Do the same with the grinder. Don't force it. Go slow and let the grinder bit do the cutting. With a 1/4" hole you may start with a 1/8" grinder bit. As the hole gets larger, stop and change to a larger grinder bit. And keep the water flowing. You have to remove the heat, or the glass will break. 

When you solder, watch your temperature. Don't dwell in one place and keep the tip moving. If you apply heat too long in one place, the glass will break. Think about it. The glass is trying to expand with the heat, and it has nowhere to go, since you are out in the middle of it. The only way to relieve the expansion stress is to crack from the hole out to the edge. 

I didn't say it would be easy. I only said it is possible. 

What texture of putty do you use when you cement a panel?

If the cement is too thick, it will be difficult to work into all the voids between glass and lead. If it is too thin, it may dribble out the backside and fail to fill the voids. You want a consistency in between. Trying to describe that, or giving a cookbook formulation is difficult. Some have tried to describe it as cold honey. 

One of my instructors taught it this way. When you wipe your cement from the glass into the came, you want a little bit to squeeze out on the backside of the panel. If it is not squeezing through in some places, then it is too thick. Thin it until it does squeeze through, but don't thin it more than that. 

This trial and error method will get you to the right consistency. With more experience, you will know this consistency, and will no longer have to experiment to get it right. 

How tightly should my glass fit the lead came?

Ideally, there would be no slack. Everything would fit together like it was precision machined, no gaps, no bulges. Someday when we all have laser cutters on CNC machines.... Until then, we do the best we can. Sometimes, we can get a little point on the glass to dent into the soft lead heart without breaking the glass while tapping it in, but I think picking up the grozers is easier and less risky. Pieces that are just cut too big will have to be grozed or ground down to fit. There is no way around that one. 

Slightly undersized pieces, or "poorly cut" pieces that leave a gap between the edge of the glass and the lead heart are OK if the edge of the glass is covered by the face of the came. These are the "loose" pieces in an assembly. If you do a good job of cementing, the cement will fill these gaps and the final panel will be tight and weatherproof. Obviously, if the face of the came does not cover the edge of the glass, that piece will have to be re-cut so it fits better. Otherwise you would have a hole in your window. 

Work to your pattern. Get reasonably close. Don't get sloppy. But don't get hung up on precision either. 

Do I have to cement my panel? Can I use silicon caulk?

────

- _What the task requires_
Continue the leaded glass text from the point where it stops.

- _Entries_
────

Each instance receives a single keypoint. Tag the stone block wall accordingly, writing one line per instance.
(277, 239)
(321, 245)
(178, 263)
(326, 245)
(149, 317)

────

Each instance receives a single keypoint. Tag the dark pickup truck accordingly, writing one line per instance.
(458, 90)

────

- _Reply_
Lead came construction requires cement. The panel will not last very many years if it is not cemented. It will sag and fall apart, even if weatherproofing is not necessary. Copper foil construction does not require cement, because the foil is burnished tightly against the glass and held in place by solder, which seals all the gaps between pieces. 


There is a proper cement, and it is hard after it cures. The primary purpose of the cement is to seal the panel against the weather. You don't want water coming through and running down on your floor. The secondary purpose of the cement is to add some structural integrity to the panel. Without it, things would bend and sag very easily. I'm not sure a soft cement, like silicon rubber, would provide this 
same structural integrity, although it certainly would weatherproof the panel. The third purpose of cement is to cover the sins of loose fitting glass in the lead latticework although we don't often admit this third reason. 

There are formulas for cement published in various books, and on internet websites if your want to mix your own. All stained glass suppliers carry a ready mix if you want to go that route. It is more convenient. If you do a lot of production, mixing 
your own may be more cost effective. 

What are hinges and weaving?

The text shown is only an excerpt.